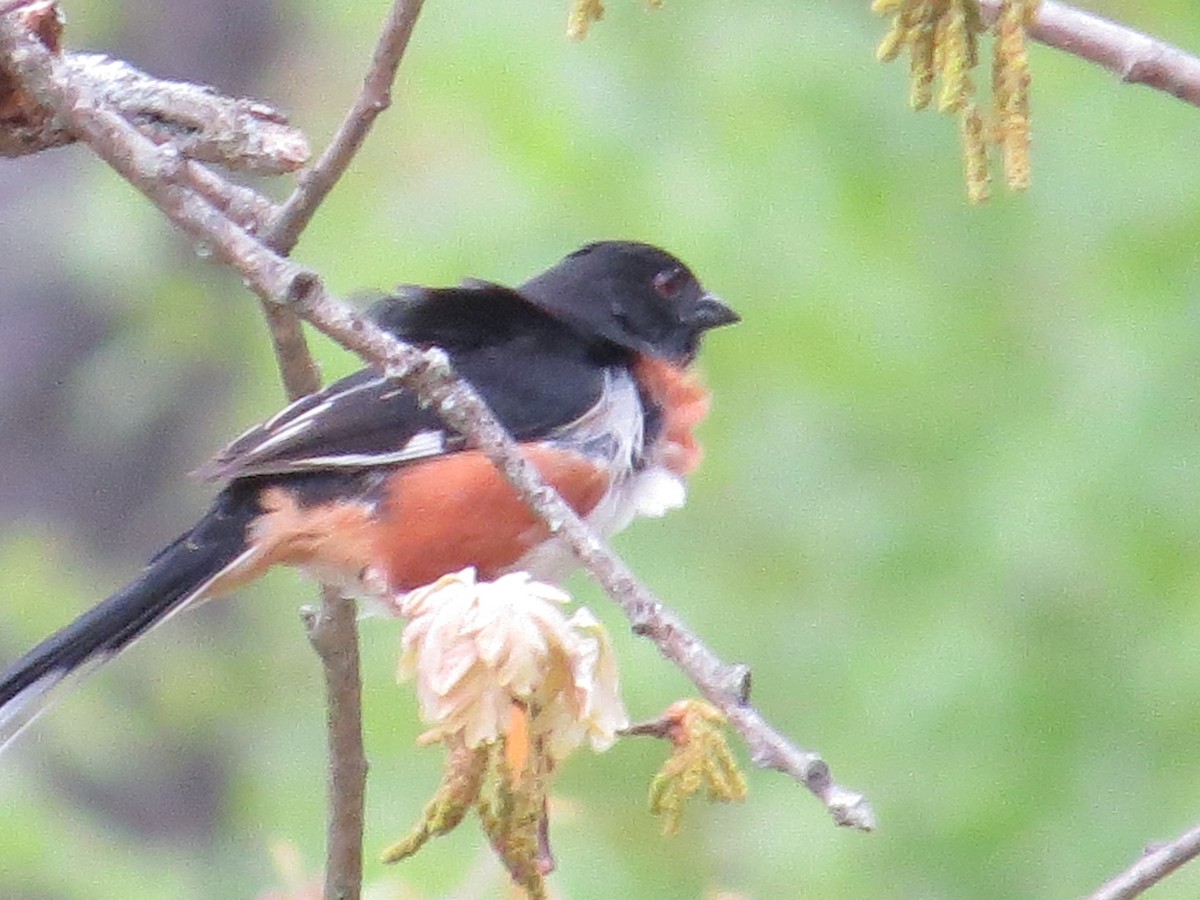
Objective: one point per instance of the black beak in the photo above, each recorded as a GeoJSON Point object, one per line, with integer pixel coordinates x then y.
{"type": "Point", "coordinates": [711, 312]}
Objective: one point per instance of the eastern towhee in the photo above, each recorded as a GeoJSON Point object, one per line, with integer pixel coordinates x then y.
{"type": "Point", "coordinates": [363, 486]}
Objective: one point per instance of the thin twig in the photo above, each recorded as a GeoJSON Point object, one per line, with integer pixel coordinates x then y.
{"type": "Point", "coordinates": [280, 281]}
{"type": "Point", "coordinates": [375, 97]}
{"type": "Point", "coordinates": [1135, 57]}
{"type": "Point", "coordinates": [1152, 868]}
{"type": "Point", "coordinates": [334, 633]}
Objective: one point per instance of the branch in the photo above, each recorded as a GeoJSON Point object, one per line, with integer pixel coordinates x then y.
{"type": "Point", "coordinates": [375, 97]}
{"type": "Point", "coordinates": [1134, 57]}
{"type": "Point", "coordinates": [334, 634]}
{"type": "Point", "coordinates": [198, 123]}
{"type": "Point", "coordinates": [280, 281]}
{"type": "Point", "coordinates": [1152, 868]}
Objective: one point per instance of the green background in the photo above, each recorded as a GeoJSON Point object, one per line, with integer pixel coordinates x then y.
{"type": "Point", "coordinates": [948, 511]}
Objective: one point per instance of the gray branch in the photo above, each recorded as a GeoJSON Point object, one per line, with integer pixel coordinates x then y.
{"type": "Point", "coordinates": [1137, 58]}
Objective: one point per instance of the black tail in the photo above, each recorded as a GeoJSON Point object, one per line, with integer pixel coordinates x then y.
{"type": "Point", "coordinates": [178, 574]}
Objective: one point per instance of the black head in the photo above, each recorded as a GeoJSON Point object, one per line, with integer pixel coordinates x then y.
{"type": "Point", "coordinates": [633, 294]}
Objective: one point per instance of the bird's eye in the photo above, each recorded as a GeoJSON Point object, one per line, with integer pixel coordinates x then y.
{"type": "Point", "coordinates": [670, 282]}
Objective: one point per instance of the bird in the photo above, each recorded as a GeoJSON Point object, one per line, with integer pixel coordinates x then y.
{"type": "Point", "coordinates": [588, 365]}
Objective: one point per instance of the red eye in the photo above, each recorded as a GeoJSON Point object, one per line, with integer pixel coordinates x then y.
{"type": "Point", "coordinates": [670, 282]}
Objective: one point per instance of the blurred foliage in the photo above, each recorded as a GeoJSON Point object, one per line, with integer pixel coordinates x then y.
{"type": "Point", "coordinates": [948, 513]}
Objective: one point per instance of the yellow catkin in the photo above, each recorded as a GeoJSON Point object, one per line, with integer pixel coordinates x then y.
{"type": "Point", "coordinates": [921, 67]}
{"type": "Point", "coordinates": [955, 59]}
{"type": "Point", "coordinates": [975, 155]}
{"type": "Point", "coordinates": [1011, 79]}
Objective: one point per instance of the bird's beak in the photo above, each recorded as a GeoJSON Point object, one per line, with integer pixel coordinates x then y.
{"type": "Point", "coordinates": [711, 312]}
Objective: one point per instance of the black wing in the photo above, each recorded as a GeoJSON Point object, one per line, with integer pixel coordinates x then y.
{"type": "Point", "coordinates": [534, 372]}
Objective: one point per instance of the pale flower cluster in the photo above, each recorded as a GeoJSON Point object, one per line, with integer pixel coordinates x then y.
{"type": "Point", "coordinates": [475, 648]}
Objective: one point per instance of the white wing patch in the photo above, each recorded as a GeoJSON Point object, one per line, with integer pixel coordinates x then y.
{"type": "Point", "coordinates": [419, 447]}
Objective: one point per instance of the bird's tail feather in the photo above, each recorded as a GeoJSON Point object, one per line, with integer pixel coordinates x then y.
{"type": "Point", "coordinates": [179, 574]}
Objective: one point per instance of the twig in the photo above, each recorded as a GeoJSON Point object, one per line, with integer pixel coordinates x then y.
{"type": "Point", "coordinates": [375, 97]}
{"type": "Point", "coordinates": [334, 631]}
{"type": "Point", "coordinates": [1152, 868]}
{"type": "Point", "coordinates": [280, 281]}
{"type": "Point", "coordinates": [198, 123]}
{"type": "Point", "coordinates": [1137, 58]}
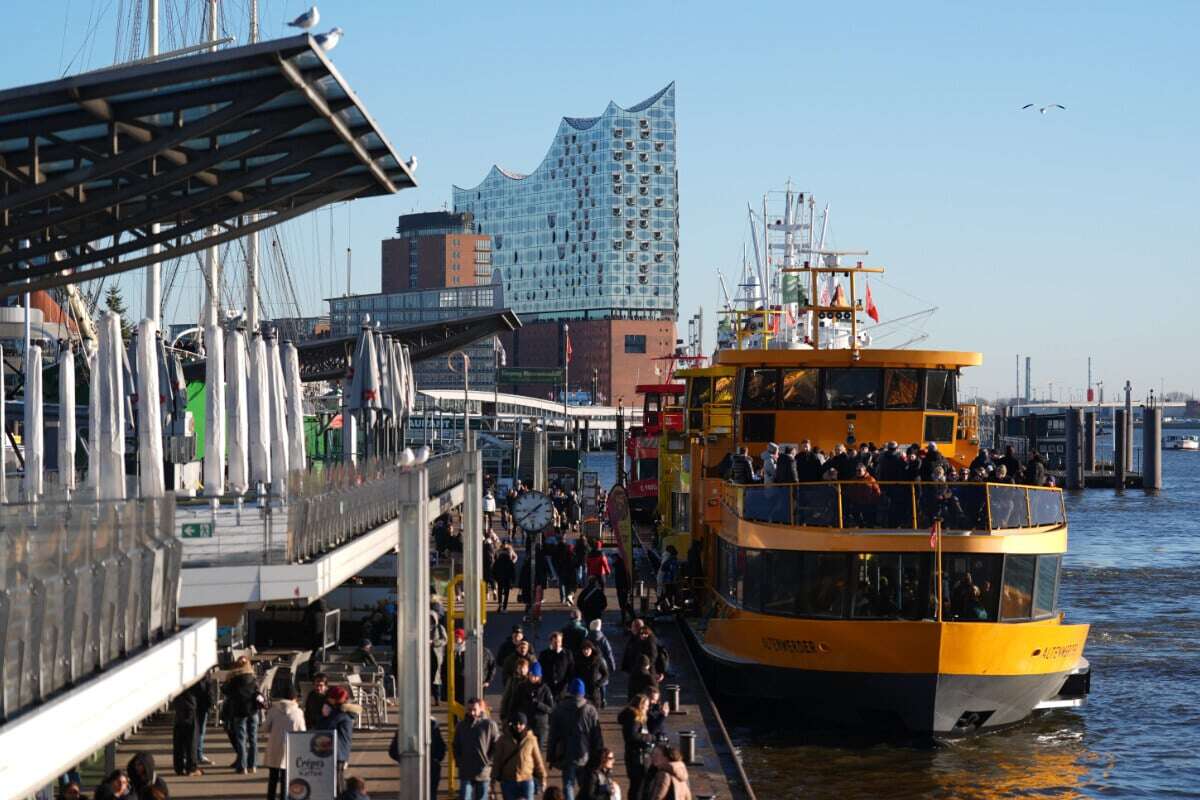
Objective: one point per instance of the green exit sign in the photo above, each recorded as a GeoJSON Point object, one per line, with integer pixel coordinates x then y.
{"type": "Point", "coordinates": [197, 530]}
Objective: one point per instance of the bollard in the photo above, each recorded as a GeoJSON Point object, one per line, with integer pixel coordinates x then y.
{"type": "Point", "coordinates": [1152, 449]}
{"type": "Point", "coordinates": [672, 696]}
{"type": "Point", "coordinates": [688, 746]}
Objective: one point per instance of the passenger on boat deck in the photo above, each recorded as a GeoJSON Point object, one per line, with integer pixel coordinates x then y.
{"type": "Point", "coordinates": [742, 468]}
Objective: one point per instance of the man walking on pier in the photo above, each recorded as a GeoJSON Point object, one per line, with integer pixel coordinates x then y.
{"type": "Point", "coordinates": [574, 737]}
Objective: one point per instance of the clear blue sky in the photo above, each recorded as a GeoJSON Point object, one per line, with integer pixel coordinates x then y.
{"type": "Point", "coordinates": [1060, 236]}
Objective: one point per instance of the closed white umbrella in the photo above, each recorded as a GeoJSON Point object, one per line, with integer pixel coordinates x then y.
{"type": "Point", "coordinates": [93, 415]}
{"type": "Point", "coordinates": [298, 459]}
{"type": "Point", "coordinates": [259, 407]}
{"type": "Point", "coordinates": [150, 471]}
{"type": "Point", "coordinates": [214, 411]}
{"type": "Point", "coordinates": [66, 419]}
{"type": "Point", "coordinates": [279, 419]}
{"type": "Point", "coordinates": [111, 410]}
{"type": "Point", "coordinates": [235, 404]}
{"type": "Point", "coordinates": [35, 461]}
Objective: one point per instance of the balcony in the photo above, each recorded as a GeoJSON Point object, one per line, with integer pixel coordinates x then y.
{"type": "Point", "coordinates": [858, 505]}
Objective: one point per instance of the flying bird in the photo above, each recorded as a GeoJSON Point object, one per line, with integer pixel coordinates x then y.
{"type": "Point", "coordinates": [1043, 109]}
{"type": "Point", "coordinates": [307, 19]}
{"type": "Point", "coordinates": [330, 40]}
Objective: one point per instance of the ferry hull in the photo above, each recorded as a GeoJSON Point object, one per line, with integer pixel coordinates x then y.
{"type": "Point", "coordinates": [885, 703]}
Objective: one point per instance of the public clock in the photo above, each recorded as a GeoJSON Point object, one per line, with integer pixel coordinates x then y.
{"type": "Point", "coordinates": [533, 511]}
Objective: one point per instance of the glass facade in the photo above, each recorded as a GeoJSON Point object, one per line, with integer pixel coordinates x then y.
{"type": "Point", "coordinates": [593, 233]}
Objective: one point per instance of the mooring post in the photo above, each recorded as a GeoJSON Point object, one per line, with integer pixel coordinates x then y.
{"type": "Point", "coordinates": [1074, 449]}
{"type": "Point", "coordinates": [1152, 449]}
{"type": "Point", "coordinates": [413, 635]}
{"type": "Point", "coordinates": [1120, 445]}
{"type": "Point", "coordinates": [1090, 441]}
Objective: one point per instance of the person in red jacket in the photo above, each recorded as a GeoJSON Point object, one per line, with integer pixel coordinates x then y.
{"type": "Point", "coordinates": [598, 565]}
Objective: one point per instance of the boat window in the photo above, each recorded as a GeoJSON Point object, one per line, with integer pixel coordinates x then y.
{"type": "Point", "coordinates": [753, 582]}
{"type": "Point", "coordinates": [901, 389]}
{"type": "Point", "coordinates": [823, 583]}
{"type": "Point", "coordinates": [940, 390]}
{"type": "Point", "coordinates": [891, 585]}
{"type": "Point", "coordinates": [701, 391]}
{"type": "Point", "coordinates": [971, 587]}
{"type": "Point", "coordinates": [760, 389]}
{"type": "Point", "coordinates": [1017, 599]}
{"type": "Point", "coordinates": [852, 388]}
{"type": "Point", "coordinates": [1045, 594]}
{"type": "Point", "coordinates": [723, 390]}
{"type": "Point", "coordinates": [759, 427]}
{"type": "Point", "coordinates": [802, 388]}
{"type": "Point", "coordinates": [939, 427]}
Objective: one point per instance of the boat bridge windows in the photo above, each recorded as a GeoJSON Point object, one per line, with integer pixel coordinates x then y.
{"type": "Point", "coordinates": [976, 588]}
{"type": "Point", "coordinates": [847, 389]}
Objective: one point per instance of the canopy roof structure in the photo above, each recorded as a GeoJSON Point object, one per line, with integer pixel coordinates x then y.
{"type": "Point", "coordinates": [196, 144]}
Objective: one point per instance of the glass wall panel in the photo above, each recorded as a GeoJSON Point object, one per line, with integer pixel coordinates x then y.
{"type": "Point", "coordinates": [1017, 600]}
{"type": "Point", "coordinates": [852, 389]}
{"type": "Point", "coordinates": [901, 389]}
{"type": "Point", "coordinates": [802, 389]}
{"type": "Point", "coordinates": [1047, 590]}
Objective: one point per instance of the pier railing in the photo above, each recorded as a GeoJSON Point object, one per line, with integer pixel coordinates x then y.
{"type": "Point", "coordinates": [324, 510]}
{"type": "Point", "coordinates": [898, 505]}
{"type": "Point", "coordinates": [82, 584]}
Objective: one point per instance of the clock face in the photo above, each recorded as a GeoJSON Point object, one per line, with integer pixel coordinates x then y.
{"type": "Point", "coordinates": [533, 511]}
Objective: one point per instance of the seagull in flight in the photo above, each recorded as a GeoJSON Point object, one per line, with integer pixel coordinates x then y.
{"type": "Point", "coordinates": [306, 20]}
{"type": "Point", "coordinates": [1043, 109]}
{"type": "Point", "coordinates": [330, 40]}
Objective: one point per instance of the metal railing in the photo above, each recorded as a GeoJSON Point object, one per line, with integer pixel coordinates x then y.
{"type": "Point", "coordinates": [82, 584]}
{"type": "Point", "coordinates": [898, 505]}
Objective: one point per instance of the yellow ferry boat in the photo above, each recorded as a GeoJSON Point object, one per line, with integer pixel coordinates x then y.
{"type": "Point", "coordinates": [894, 606]}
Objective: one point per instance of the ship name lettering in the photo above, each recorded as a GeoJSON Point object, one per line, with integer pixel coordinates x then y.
{"type": "Point", "coordinates": [789, 645]}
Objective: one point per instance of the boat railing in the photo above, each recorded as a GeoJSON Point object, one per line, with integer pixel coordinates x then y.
{"type": "Point", "coordinates": [898, 505]}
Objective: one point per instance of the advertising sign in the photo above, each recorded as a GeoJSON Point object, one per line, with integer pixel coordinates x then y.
{"type": "Point", "coordinates": [312, 765]}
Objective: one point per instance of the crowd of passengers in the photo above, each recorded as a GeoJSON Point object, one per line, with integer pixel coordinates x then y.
{"type": "Point", "coordinates": [868, 504]}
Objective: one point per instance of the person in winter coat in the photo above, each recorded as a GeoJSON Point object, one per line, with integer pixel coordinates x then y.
{"type": "Point", "coordinates": [517, 762]}
{"type": "Point", "coordinates": [183, 735]}
{"type": "Point", "coordinates": [669, 779]}
{"type": "Point", "coordinates": [574, 632]}
{"type": "Point", "coordinates": [240, 715]}
{"type": "Point", "coordinates": [504, 571]}
{"type": "Point", "coordinates": [601, 783]}
{"type": "Point", "coordinates": [315, 701]}
{"type": "Point", "coordinates": [575, 737]}
{"type": "Point", "coordinates": [557, 663]}
{"type": "Point", "coordinates": [115, 786]}
{"type": "Point", "coordinates": [534, 699]}
{"type": "Point", "coordinates": [474, 745]}
{"type": "Point", "coordinates": [592, 669]}
{"type": "Point", "coordinates": [593, 601]}
{"type": "Point", "coordinates": [597, 637]}
{"type": "Point", "coordinates": [598, 565]}
{"type": "Point", "coordinates": [283, 717]}
{"type": "Point", "coordinates": [339, 714]}
{"type": "Point", "coordinates": [144, 782]}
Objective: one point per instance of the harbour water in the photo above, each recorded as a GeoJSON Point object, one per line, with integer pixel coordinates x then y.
{"type": "Point", "coordinates": [1134, 573]}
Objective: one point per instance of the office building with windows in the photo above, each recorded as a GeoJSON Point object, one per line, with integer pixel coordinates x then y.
{"type": "Point", "coordinates": [591, 239]}
{"type": "Point", "coordinates": [436, 250]}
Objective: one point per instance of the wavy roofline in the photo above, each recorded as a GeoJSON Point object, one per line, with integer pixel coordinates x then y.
{"type": "Point", "coordinates": [576, 122]}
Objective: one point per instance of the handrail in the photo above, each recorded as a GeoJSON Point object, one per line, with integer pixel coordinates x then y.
{"type": "Point", "coordinates": [900, 505]}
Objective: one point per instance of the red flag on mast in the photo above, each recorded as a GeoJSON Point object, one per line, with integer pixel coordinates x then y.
{"type": "Point", "coordinates": [871, 311]}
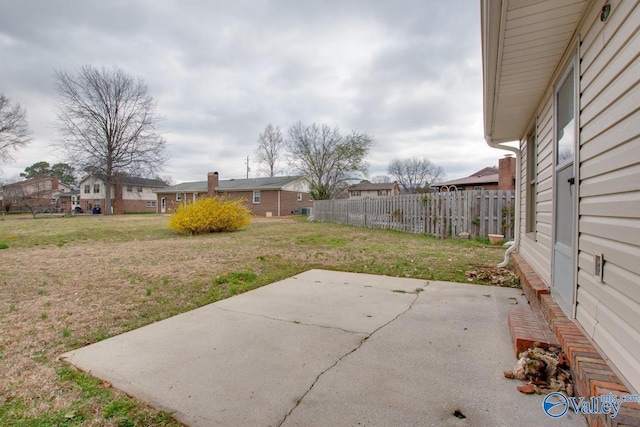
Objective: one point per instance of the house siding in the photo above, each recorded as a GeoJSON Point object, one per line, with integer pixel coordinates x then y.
{"type": "Point", "coordinates": [609, 192]}
{"type": "Point", "coordinates": [608, 186]}
{"type": "Point", "coordinates": [269, 201]}
{"type": "Point", "coordinates": [536, 247]}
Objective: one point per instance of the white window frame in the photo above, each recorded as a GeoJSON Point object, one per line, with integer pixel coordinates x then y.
{"type": "Point", "coordinates": [532, 182]}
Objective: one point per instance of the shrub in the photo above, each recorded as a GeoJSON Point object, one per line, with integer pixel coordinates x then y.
{"type": "Point", "coordinates": [210, 215]}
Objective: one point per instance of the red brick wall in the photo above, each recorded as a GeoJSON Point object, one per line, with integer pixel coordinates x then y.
{"type": "Point", "coordinates": [268, 201]}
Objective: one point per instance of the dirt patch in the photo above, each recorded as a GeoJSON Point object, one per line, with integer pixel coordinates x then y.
{"type": "Point", "coordinates": [69, 282]}
{"type": "Point", "coordinates": [495, 276]}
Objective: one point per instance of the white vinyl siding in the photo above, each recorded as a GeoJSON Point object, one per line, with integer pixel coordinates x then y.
{"type": "Point", "coordinates": [538, 251]}
{"type": "Point", "coordinates": [609, 186]}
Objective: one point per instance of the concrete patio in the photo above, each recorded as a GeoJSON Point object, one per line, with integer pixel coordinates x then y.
{"type": "Point", "coordinates": [330, 348]}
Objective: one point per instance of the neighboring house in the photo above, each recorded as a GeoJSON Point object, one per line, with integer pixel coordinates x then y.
{"type": "Point", "coordinates": [373, 190]}
{"type": "Point", "coordinates": [562, 78]}
{"type": "Point", "coordinates": [490, 178]}
{"type": "Point", "coordinates": [35, 195]}
{"type": "Point", "coordinates": [273, 196]}
{"type": "Point", "coordinates": [129, 194]}
{"type": "Point", "coordinates": [70, 201]}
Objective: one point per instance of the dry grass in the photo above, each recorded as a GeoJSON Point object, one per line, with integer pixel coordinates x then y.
{"type": "Point", "coordinates": [68, 282]}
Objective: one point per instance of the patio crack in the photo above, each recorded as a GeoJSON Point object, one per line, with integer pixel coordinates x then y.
{"type": "Point", "coordinates": [362, 341]}
{"type": "Point", "coordinates": [297, 322]}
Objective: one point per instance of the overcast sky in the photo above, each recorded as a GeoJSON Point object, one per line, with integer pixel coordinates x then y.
{"type": "Point", "coordinates": [406, 72]}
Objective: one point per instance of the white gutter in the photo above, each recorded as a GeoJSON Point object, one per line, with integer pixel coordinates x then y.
{"type": "Point", "coordinates": [516, 226]}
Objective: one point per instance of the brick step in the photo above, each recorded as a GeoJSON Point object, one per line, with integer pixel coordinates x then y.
{"type": "Point", "coordinates": [527, 326]}
{"type": "Point", "coordinates": [591, 374]}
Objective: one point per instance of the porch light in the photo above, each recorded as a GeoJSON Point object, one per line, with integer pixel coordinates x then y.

* * * *

▶ Problem requirements
Extract, exactly as they appear, the lines from the one containing "Objective: one point per instance of the white gutter" through the final line.

▶ Exercise solution
Objective: one point per instance of the white gutter in the photo above, each recorded as a GeoJSON Point object, one per line, with integer pixel coordinates x then y.
{"type": "Point", "coordinates": [516, 226]}
Objective: one point per instance of the brick step in the photo above, each recorded as a GeoJSON Point object, one per line, with integer pixel coordinates x then y.
{"type": "Point", "coordinates": [527, 326]}
{"type": "Point", "coordinates": [591, 374]}
Objective: one point per instance of the porch light in the photo above, each recorded as a GeoJSON Point object, one per line, with integer pixel coordinates x then y.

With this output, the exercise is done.